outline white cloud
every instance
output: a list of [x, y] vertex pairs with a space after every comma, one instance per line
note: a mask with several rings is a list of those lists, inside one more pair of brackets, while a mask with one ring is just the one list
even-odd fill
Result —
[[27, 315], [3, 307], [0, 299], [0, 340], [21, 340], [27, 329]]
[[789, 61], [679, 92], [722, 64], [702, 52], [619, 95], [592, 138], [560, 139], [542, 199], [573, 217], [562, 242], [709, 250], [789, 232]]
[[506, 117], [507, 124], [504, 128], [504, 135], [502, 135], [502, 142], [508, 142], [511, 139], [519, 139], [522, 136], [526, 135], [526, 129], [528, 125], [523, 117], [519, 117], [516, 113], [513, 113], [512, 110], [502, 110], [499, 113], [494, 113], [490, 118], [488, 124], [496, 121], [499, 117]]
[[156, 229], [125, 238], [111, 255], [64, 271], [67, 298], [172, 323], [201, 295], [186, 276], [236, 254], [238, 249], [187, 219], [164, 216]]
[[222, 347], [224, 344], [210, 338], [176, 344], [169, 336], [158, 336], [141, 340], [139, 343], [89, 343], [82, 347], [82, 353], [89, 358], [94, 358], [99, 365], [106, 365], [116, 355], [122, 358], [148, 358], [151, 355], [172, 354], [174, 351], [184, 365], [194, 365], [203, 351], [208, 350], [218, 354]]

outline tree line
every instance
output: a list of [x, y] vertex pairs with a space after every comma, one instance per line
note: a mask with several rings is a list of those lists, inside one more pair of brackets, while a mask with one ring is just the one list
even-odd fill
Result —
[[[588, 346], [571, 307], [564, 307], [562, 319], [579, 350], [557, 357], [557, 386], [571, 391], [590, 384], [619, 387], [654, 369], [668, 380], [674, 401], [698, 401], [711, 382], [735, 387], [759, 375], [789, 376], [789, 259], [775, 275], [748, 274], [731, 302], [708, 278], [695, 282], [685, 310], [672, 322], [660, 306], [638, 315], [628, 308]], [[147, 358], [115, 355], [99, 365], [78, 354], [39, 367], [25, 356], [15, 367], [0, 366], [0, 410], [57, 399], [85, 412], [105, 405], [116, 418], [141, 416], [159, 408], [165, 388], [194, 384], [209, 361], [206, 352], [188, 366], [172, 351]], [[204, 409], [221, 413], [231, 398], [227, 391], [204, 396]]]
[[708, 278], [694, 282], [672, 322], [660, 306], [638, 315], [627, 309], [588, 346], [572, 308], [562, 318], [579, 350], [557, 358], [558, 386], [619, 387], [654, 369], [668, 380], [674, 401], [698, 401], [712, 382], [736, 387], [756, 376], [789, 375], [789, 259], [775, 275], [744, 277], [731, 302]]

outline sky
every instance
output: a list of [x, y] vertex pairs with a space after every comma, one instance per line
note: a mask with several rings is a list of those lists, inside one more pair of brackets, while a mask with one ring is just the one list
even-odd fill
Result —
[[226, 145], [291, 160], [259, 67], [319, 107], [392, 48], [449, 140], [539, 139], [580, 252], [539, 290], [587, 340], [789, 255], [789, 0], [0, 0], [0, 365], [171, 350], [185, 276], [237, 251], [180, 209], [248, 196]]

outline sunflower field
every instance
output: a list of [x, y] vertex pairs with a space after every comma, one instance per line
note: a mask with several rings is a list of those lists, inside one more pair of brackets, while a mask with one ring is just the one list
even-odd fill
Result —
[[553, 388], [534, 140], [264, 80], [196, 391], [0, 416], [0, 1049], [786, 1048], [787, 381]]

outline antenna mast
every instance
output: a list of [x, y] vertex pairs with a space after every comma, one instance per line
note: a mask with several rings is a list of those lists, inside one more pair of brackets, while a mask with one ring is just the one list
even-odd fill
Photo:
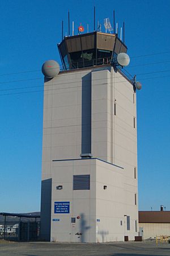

### ESERCIZIO
Riporta le righe a partire da quella che contiene "outline antenna mast" fino all'ultima riga, rinominando "every instance" in "all instances" e lasciando invariato tutto il resto. Non includere le immagini nella risposta.

### SOLUZIONE
outline antenna mast
all instances
output: a list of [x, y] vertex pairs with a space after every comma, one instance per line
note: a mask with several rings is a list of those lists, inside one more pair of brackets, while a mask with one ring is just the one list
even-odd fill
Photo:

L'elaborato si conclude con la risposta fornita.